— Consigne 1 —
Transformez en liste courte le paragraphe du texte sur l'arrêté du 25 juillet 2017 qui commence par « Plusieurs Communes des Bouches-du-Rhône », en gardant ses faits principaux.

— Document source —
•••••

Questions techniques et juridiques relatives à l’Arrêté du 25 juillet 2017 portant reconnaissance de l’état de catastrophe naturelle dans le Département des Bouches-du-Rhône

Questions techniques et juridiques relatives à l’Arrêté du 25 juillet 2017 portant reconnaissance de l’état de catastrophe naturelle dans le Département des Bouches-du-Rhône

Publié le : 28/11/2017 28 novembre nov. 11 2017

Plusieurs Communes des Bouches-du-Rhône ont été reconnues en état de catastrophe naturelle selon arrêté en date du 25 juillet 2017, publié au Journal Officiel (JORF N°0204) du 1er septembre 2017, en l’état de « mouvements de terrain différentiels consécutifs à la sècheresse et à la réhydratation de sols ». Sont notamment visées les Communes d’AIX-EN-PROVENCE, pour la période du 1er avril 2016 au 30 septembre 2016, et de MARSEILLE pour la période du 1er juillet 2016 au 30 septembre 2016, ainsi que bon nombre de communes limitrophes.

La publication de cet arrêté est l’occasion de revenir, d’une part, sur la terminologie: « mouvements de terrain différentiels consécutifs à la sécheresse et à la réhydratation des sols » (1), d’autre part, d’évoquer les aspects juridiques et notamment les conditions de mobilisation des garanties d’assurance (2).

•••••

Enregistrements conservés

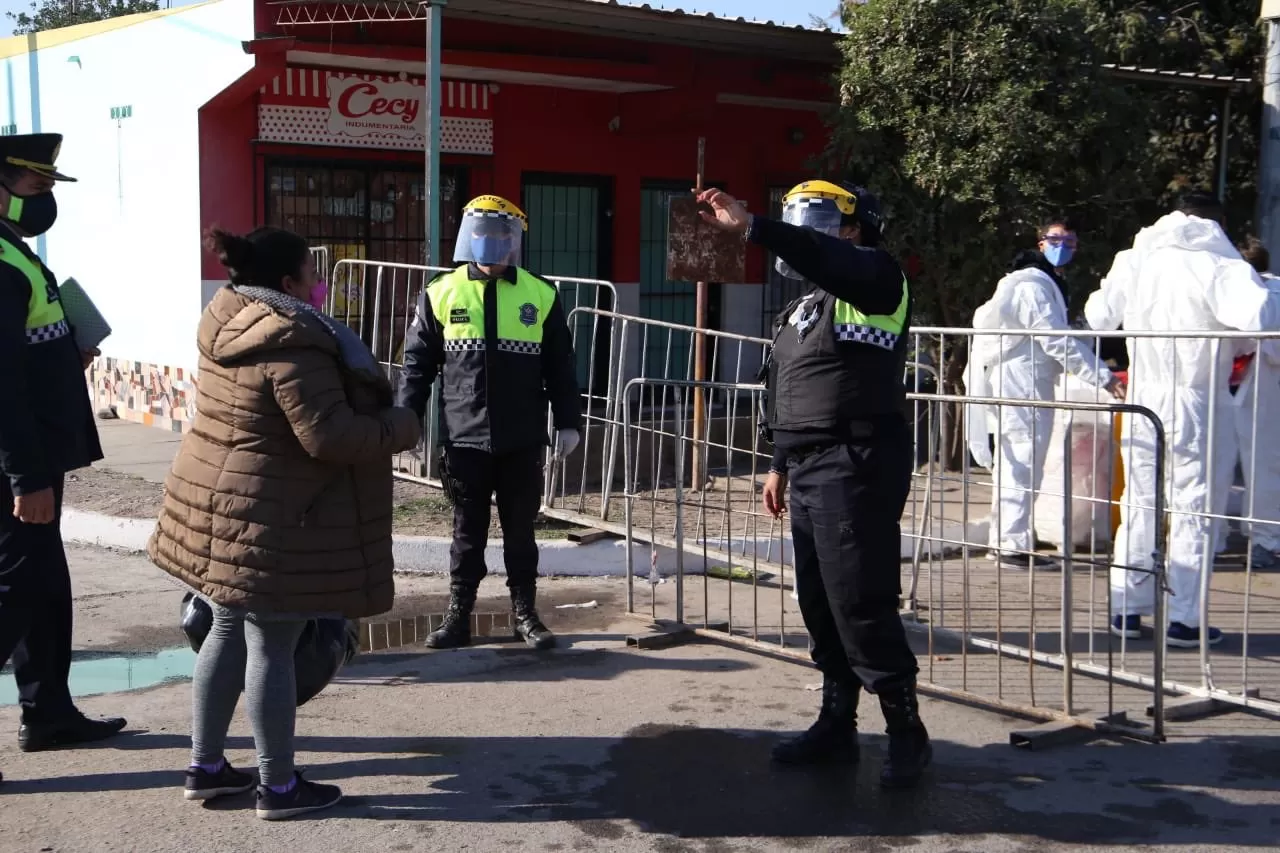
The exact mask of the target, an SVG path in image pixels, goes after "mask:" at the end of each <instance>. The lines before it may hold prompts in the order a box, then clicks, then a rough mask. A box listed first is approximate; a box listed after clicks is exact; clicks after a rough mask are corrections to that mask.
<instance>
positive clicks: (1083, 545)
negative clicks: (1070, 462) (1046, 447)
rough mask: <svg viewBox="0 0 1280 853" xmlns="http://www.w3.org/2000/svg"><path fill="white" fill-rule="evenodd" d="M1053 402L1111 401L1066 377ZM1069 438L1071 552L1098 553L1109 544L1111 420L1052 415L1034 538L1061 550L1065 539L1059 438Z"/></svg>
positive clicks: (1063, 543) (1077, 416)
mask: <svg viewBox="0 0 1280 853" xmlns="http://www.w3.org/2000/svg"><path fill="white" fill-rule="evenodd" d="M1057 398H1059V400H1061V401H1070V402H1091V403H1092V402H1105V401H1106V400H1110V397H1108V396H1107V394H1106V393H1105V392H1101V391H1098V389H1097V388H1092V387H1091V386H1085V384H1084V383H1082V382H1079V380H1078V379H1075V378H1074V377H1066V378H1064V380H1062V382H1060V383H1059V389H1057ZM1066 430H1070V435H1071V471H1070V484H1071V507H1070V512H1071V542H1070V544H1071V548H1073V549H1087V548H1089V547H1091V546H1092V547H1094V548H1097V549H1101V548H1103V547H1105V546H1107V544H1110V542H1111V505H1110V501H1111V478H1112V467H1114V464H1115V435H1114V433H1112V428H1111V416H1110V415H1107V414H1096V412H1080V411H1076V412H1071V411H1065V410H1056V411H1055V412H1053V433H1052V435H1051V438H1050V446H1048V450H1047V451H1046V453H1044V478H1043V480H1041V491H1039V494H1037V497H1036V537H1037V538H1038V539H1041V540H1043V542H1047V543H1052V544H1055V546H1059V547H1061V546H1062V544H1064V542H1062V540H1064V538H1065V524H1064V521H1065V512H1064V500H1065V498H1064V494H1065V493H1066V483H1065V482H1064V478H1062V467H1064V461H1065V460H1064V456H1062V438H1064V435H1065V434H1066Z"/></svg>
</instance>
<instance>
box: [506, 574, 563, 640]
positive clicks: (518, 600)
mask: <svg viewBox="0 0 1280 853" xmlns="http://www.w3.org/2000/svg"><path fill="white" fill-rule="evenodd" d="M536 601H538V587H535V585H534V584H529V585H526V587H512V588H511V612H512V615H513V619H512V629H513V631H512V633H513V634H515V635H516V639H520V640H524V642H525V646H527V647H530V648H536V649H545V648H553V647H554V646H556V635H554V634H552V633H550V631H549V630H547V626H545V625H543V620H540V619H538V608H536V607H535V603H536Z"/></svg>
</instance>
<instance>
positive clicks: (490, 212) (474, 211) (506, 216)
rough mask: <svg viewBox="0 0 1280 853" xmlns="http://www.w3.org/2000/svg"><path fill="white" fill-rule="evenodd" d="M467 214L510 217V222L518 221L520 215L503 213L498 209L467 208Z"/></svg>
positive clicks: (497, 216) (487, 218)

•••••

— Consigne 2 —
Rassemblez toutes les lignes des enregistrements qui contiennent le mot « positive ». Tenez compte des majuscules et des minuscules.

— Réponse rédigée 1 —
- Plusieurs communes des Bouches-du-Rhône ont été reconnues en état de catastrophe naturelle par un arrêté du 25 juillet 2017.
- Cet arrêté a été publié au Journal Officiel (JORF N°0204) le 1er septembre 2017.
- Il concerne les « mouvements de terrain différentiels consécutifs à la sècheresse et à la réhydratation de sols ».
- Aix-en-Provence est visée pour la période du 1er avril au 30 septembre 2016.
- Marseille est visée pour la période du 1er juillet au 30 septembre 2016.
- Beaucoup de communes voisines sont aussi concernées.

— Réponse rédigée 2 —
positive clicks: (1083, 545)
positive clicks: (1063, 543) (1077, 416)
positive clicks: (518, 600)
positive clicks: (490, 212) (474, 211) (506, 216)
positive clicks: (497, 216) (487, 218)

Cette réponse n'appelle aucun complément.